*Problem statement*:
Produce a verbatim transcription of the records below, beginning at the line containing "box: [0, 275, 630, 499]" and ending at the final line; include only those lines.

*Provided entries*:
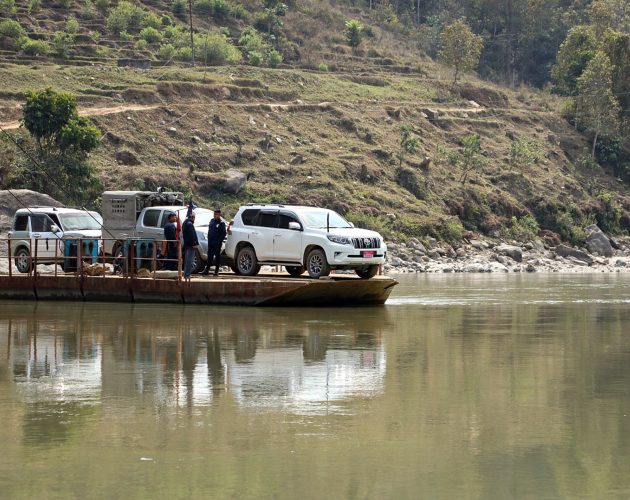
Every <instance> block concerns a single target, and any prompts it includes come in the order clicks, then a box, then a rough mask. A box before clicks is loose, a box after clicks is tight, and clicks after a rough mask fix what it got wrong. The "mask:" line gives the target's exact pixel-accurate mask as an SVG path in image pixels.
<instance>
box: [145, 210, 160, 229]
mask: <svg viewBox="0 0 630 500" xmlns="http://www.w3.org/2000/svg"><path fill="white" fill-rule="evenodd" d="M160 212H161V210H147V211H146V212H145V213H144V217H143V218H142V225H143V226H144V227H157V225H158V224H157V223H158V220H159V219H160Z"/></svg>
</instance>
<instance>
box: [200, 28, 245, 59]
mask: <svg viewBox="0 0 630 500" xmlns="http://www.w3.org/2000/svg"><path fill="white" fill-rule="evenodd" d="M195 47H197V54H198V58H199V60H201V61H204V63H205V64H209V65H213V66H214V65H221V64H226V63H234V62H238V61H240V60H241V53H240V52H239V50H238V49H237V48H236V47H235V46H234V45H232V43H231V42H230V40H229V39H228V37H227V34H226V33H225V32H224V31H222V30H213V31H210V32H208V33H207V34H206V35H197V36H195Z"/></svg>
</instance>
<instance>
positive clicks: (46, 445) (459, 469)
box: [0, 275, 630, 499]
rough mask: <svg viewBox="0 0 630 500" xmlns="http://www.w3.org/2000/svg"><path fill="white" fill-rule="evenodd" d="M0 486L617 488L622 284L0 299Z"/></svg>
mask: <svg viewBox="0 0 630 500" xmlns="http://www.w3.org/2000/svg"><path fill="white" fill-rule="evenodd" d="M0 497H1V498H3V499H4V498H169V499H171V498H172V499H175V498H239V499H241V498H300V499H311V498H313V499H319V498H326V499H337V498H339V499H342V498H343V499H345V498H376V499H381V498H393V499H399V498H401V499H404V498H412V499H417V498H429V499H437V498H448V499H451V498H454V499H460V498H497V499H507V498H532V499H539V498H597V499H601V498H606V499H608V498H629V497H630V278H628V277H621V276H617V275H528V276H520V275H519V276H516V275H514V276H512V275H476V276H474V275H470V276H468V275H465V276H464V275H453V276H419V277H403V278H401V285H400V286H399V287H398V288H397V289H396V291H395V292H394V295H393V296H392V298H391V299H390V301H389V302H388V304H387V305H386V306H385V307H380V308H362V309H310V310H309V309H253V308H252V309H246V308H218V307H199V306H194V307H193V306H189V307H184V306H163V305H155V306H153V305H126V304H125V305H112V304H67V303H39V304H33V303H18V302H2V303H0Z"/></svg>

*Task answer*:
box: [0, 275, 630, 499]
rough mask: <svg viewBox="0 0 630 500" xmlns="http://www.w3.org/2000/svg"><path fill="white" fill-rule="evenodd" d="M0 486L617 488L622 284L0 299Z"/></svg>
mask: <svg viewBox="0 0 630 500" xmlns="http://www.w3.org/2000/svg"><path fill="white" fill-rule="evenodd" d="M0 497H1V498H3V499H4V498H169V499H171V498H172V499H175V498H239V499H241V498H300V499H311V498H313V499H319V498H326V499H337V498H339V499H342V498H343V499H345V498H376V499H381V498H393V499H399V498H401V499H404V498H412V499H417V498H429V499H437V498H448V499H451V498H454V499H460V498H497V499H507V498H532V499H539V498H597V499H601V498H606V499H608V498H629V497H630V278H628V277H621V276H617V275H528V276H520V275H519V276H516V275H514V276H512V275H476V276H474V275H470V276H468V275H465V276H464V275H453V276H419V277H403V278H401V285H400V286H399V287H398V288H397V289H396V291H395V292H394V295H393V296H392V298H391V299H390V301H389V302H388V304H387V305H386V306H385V307H380V308H362V309H310V310H309V309H253V308H252V309H246V308H218V307H199V306H194V307H193V306H189V307H184V306H163V305H155V306H153V305H126V304H125V305H112V304H67V303H39V304H33V303H18V302H2V303H0Z"/></svg>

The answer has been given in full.